Dataset rows showing where objects appear:
________________________________________

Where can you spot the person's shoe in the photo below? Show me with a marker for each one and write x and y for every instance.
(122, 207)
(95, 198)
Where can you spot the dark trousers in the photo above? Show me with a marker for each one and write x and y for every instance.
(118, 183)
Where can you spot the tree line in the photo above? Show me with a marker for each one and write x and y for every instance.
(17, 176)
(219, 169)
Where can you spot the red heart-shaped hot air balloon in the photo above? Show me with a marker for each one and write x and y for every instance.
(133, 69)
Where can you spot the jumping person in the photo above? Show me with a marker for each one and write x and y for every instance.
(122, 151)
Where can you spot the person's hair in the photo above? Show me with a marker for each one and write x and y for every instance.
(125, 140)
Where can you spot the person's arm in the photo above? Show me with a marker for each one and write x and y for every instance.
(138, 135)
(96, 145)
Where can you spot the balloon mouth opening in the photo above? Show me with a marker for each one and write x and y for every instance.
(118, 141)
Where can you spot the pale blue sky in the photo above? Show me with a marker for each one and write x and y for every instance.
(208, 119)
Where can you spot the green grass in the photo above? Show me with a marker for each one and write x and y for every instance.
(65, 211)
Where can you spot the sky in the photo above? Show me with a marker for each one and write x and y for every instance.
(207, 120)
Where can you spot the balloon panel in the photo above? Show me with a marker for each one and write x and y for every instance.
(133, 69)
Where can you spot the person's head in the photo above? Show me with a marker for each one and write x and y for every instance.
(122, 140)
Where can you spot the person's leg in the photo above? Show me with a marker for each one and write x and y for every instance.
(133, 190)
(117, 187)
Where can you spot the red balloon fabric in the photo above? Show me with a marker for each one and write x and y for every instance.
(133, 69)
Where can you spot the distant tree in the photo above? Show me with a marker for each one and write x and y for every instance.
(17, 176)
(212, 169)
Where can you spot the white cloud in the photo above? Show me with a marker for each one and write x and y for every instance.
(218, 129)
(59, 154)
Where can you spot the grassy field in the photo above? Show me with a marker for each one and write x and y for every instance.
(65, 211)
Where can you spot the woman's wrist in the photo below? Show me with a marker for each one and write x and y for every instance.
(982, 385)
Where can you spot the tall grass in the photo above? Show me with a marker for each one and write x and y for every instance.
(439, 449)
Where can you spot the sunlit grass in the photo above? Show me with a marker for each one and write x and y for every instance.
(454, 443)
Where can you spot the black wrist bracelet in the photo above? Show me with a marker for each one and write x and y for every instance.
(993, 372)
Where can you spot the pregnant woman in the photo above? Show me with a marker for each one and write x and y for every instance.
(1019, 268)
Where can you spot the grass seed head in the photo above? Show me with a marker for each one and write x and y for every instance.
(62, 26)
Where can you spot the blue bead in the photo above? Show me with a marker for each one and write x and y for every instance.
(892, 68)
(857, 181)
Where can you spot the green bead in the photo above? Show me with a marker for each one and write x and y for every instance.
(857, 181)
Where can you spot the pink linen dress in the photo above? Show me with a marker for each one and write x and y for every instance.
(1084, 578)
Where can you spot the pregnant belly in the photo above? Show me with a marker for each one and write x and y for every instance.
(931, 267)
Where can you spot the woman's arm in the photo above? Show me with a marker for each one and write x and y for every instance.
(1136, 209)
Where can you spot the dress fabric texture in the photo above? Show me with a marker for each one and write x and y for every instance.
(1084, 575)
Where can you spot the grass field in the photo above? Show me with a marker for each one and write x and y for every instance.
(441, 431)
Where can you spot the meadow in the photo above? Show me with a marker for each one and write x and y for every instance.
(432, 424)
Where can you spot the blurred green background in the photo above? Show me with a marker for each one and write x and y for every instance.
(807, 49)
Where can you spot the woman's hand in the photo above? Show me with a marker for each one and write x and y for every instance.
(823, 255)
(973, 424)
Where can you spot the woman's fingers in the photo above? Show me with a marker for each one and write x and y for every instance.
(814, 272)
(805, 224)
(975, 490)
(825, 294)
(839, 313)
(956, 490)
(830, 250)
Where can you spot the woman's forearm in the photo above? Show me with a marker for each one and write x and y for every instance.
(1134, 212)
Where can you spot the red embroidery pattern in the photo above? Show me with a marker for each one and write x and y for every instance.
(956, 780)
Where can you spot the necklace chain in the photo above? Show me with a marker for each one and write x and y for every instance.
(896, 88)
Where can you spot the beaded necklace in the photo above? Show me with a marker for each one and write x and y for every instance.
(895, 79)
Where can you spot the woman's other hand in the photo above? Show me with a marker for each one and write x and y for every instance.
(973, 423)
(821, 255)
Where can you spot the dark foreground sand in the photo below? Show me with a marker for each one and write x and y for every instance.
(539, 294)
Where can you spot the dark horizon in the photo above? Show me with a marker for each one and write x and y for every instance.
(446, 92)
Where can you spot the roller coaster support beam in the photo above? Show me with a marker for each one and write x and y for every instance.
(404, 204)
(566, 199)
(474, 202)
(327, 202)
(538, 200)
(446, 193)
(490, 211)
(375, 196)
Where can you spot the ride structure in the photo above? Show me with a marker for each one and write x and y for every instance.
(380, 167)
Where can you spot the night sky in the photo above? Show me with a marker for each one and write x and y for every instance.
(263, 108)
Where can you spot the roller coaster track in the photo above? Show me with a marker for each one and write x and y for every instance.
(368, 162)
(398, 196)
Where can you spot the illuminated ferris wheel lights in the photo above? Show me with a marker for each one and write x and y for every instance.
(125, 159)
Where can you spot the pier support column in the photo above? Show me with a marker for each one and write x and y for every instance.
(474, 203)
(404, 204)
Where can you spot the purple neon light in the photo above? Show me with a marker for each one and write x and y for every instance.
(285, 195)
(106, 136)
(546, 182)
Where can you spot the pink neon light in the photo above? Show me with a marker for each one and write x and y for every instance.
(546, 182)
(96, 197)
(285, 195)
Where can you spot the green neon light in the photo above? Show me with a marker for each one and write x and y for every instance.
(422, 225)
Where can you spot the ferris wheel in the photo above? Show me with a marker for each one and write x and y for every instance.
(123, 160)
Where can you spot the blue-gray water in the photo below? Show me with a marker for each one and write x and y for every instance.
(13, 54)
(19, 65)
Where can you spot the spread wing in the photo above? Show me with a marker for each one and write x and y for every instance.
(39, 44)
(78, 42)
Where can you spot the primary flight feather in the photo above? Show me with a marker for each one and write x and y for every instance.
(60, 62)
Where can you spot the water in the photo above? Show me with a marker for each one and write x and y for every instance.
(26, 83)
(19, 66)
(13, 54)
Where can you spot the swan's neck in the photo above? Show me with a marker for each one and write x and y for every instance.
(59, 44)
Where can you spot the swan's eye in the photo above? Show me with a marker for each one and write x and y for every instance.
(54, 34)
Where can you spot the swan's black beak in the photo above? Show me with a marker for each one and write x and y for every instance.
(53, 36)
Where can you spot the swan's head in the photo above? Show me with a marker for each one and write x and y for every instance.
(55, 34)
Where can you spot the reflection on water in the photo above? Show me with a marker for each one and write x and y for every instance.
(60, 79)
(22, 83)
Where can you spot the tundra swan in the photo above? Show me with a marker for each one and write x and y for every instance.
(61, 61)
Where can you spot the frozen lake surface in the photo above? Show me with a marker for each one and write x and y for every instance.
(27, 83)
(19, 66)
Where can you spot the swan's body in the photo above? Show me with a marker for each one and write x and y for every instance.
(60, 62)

________________________________________

Your task: Convert the listing above into a two-column CSV with the columns "prompt" and "location", starting at the line containing "Where can you spot the tall" and ending at the line containing "(1019, 268)". Put each field in quotation marks and replace its line breaks with spaces.

Response:
prompt,location
"Where can you spot the tall grass in the photo above? Show me with a marker for each one and write x and y for every instance.","(439, 449)"
"Where can you spot the sunlit grass in the photo above? Show me with a marker for each one and write x and y for every instance.","(454, 443)"
"Where can you spot the black wrist bracelet in the photo above? Show me with a marker for each one and write x and y for every instance.","(993, 372)"
"Where can you spot the pregnant woman in the photo above? Show me with a marker for each one and write x and y for every instance.","(1019, 268)"